WHAT YOU ARE ASKED TO DO:
From the material below, pick out each line containing the word "every" and copy those lines in full.

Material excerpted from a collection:
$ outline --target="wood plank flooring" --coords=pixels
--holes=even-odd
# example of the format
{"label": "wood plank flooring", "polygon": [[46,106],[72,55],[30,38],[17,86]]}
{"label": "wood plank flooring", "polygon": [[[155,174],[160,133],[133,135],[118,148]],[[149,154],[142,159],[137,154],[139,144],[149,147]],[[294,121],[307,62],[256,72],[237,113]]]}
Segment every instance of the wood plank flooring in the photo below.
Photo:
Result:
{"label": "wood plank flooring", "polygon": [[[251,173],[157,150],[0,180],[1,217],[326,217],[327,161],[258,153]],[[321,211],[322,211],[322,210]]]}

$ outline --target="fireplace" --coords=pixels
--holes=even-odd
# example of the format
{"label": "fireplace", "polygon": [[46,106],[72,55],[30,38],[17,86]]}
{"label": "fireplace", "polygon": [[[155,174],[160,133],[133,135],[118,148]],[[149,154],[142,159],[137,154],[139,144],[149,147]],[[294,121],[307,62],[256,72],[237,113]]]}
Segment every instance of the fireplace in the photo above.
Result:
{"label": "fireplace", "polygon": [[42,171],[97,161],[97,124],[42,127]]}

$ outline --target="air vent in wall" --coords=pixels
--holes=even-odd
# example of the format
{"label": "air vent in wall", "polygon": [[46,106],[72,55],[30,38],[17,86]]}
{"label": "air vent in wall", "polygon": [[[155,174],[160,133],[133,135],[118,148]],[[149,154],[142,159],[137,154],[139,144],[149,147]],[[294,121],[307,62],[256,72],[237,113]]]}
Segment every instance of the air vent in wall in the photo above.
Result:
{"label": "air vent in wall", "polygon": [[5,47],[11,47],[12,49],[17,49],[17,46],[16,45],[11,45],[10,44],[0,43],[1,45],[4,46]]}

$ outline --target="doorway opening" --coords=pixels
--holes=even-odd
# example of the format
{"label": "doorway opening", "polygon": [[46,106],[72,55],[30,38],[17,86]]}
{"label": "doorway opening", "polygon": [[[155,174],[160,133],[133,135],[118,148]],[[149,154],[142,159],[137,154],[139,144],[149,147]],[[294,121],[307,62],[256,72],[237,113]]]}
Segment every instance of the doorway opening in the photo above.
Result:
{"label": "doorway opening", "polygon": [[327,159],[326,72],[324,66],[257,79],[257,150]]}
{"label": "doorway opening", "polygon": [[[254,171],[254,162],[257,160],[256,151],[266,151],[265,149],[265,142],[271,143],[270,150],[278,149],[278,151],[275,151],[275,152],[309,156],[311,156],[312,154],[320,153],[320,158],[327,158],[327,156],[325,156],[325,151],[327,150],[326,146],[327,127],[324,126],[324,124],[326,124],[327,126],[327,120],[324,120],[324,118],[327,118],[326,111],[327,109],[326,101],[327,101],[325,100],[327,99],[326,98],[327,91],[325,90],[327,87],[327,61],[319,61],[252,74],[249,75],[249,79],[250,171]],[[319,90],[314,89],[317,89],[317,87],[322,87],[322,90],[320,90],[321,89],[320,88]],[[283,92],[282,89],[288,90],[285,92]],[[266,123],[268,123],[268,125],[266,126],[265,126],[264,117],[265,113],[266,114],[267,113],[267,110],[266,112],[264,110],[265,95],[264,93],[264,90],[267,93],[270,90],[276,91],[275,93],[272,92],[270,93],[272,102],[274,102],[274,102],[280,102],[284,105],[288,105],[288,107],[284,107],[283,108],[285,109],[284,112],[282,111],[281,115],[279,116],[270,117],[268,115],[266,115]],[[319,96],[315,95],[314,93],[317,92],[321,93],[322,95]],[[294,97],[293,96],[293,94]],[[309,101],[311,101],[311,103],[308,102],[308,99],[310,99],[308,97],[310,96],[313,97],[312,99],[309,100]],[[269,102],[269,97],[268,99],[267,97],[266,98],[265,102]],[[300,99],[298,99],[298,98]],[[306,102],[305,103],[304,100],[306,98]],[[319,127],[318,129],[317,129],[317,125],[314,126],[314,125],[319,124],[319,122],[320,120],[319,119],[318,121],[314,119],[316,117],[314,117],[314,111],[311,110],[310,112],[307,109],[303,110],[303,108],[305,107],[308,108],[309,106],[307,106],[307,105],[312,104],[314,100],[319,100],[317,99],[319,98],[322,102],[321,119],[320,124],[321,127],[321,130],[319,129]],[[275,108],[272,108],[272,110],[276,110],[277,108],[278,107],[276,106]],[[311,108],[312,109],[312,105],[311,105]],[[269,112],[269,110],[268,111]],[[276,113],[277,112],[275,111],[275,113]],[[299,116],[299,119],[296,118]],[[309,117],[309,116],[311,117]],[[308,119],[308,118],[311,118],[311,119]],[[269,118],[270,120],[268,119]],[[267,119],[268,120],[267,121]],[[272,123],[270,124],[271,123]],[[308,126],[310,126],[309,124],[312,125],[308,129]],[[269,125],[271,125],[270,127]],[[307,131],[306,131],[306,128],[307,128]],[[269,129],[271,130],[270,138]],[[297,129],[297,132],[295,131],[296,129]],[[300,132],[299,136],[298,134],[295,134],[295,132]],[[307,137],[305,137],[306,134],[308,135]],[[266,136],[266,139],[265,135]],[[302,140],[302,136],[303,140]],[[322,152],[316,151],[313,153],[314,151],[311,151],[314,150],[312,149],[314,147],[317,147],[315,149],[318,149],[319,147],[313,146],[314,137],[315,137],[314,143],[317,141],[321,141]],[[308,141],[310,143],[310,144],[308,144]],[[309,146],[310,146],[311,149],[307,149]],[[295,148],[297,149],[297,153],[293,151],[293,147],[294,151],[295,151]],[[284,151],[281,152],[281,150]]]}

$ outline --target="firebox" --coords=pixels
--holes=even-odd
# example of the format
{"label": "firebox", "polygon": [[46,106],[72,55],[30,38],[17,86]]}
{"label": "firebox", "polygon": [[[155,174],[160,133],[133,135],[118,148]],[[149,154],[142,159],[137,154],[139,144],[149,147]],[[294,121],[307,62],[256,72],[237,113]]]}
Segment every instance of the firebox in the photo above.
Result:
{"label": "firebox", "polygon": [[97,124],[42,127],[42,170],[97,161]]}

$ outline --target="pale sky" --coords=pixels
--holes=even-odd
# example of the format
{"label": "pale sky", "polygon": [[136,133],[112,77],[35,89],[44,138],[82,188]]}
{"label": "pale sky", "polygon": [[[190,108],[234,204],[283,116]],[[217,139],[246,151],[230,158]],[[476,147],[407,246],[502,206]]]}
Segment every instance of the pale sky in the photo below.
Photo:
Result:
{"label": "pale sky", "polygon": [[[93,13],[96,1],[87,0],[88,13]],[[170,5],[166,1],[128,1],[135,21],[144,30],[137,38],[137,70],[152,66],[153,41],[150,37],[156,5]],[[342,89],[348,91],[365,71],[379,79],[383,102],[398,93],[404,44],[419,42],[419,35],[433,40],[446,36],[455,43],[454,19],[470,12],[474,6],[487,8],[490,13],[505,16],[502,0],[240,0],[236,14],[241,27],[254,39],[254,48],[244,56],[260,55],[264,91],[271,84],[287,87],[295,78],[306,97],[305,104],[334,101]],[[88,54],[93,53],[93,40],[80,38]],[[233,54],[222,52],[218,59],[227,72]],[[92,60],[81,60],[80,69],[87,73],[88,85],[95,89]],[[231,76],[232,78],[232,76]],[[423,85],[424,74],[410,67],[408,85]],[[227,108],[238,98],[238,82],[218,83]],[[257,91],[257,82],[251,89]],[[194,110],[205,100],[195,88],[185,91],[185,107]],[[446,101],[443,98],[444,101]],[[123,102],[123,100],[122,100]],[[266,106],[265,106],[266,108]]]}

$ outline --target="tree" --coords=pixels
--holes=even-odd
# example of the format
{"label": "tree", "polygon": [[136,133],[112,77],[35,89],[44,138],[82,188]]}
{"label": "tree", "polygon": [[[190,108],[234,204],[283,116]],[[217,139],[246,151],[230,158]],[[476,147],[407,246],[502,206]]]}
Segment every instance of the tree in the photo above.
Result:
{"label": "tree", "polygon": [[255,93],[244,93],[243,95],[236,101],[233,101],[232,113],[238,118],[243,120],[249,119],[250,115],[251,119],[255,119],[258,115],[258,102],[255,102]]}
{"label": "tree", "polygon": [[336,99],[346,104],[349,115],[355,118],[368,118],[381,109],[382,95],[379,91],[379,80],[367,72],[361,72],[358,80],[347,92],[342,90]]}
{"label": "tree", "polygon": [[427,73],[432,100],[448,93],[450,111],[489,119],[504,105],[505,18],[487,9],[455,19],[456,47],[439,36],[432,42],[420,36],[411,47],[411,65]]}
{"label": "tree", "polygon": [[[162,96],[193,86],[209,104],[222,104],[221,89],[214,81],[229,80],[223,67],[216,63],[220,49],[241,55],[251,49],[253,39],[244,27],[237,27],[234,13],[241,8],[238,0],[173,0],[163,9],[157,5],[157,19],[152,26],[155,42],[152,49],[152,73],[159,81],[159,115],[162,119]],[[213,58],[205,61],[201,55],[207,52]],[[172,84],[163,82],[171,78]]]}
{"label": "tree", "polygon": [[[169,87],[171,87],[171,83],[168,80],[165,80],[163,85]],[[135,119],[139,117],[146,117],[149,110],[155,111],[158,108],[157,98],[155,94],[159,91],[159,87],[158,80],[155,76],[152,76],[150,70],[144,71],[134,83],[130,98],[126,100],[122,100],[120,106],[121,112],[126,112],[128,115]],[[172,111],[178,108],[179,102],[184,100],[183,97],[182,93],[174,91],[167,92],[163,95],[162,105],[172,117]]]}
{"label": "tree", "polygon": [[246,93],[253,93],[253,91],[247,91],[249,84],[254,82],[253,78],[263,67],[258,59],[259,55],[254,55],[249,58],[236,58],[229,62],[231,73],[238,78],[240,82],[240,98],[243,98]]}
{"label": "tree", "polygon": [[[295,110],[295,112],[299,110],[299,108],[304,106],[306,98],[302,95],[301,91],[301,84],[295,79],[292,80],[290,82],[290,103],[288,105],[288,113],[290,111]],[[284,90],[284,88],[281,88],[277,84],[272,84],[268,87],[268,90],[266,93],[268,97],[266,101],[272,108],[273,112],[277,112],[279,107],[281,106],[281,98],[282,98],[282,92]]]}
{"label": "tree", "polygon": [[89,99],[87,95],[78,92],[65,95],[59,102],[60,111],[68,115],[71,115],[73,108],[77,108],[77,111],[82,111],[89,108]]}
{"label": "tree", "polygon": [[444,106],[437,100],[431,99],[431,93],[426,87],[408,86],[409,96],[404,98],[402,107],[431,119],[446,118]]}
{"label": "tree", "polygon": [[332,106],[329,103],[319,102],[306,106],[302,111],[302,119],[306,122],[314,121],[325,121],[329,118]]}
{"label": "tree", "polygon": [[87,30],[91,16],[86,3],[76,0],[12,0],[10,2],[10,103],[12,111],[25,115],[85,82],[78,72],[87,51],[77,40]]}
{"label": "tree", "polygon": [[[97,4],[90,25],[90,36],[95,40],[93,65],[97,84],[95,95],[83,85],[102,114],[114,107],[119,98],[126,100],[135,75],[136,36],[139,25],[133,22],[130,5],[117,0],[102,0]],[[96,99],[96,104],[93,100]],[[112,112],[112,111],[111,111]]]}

SOLVED PROBLEM:
Segment every instance of the wood plank flooring in the photo below.
Segment every instance of the fireplace in the photo above.
Segment every instance of the air vent in wall in the photo above.
Segment every instance of the doorway opening in the photo above.
Segment every instance of the firebox in the photo above.
Segment every instance of the pale sky in the photo below.
Segment every instance of the tree in the photo above.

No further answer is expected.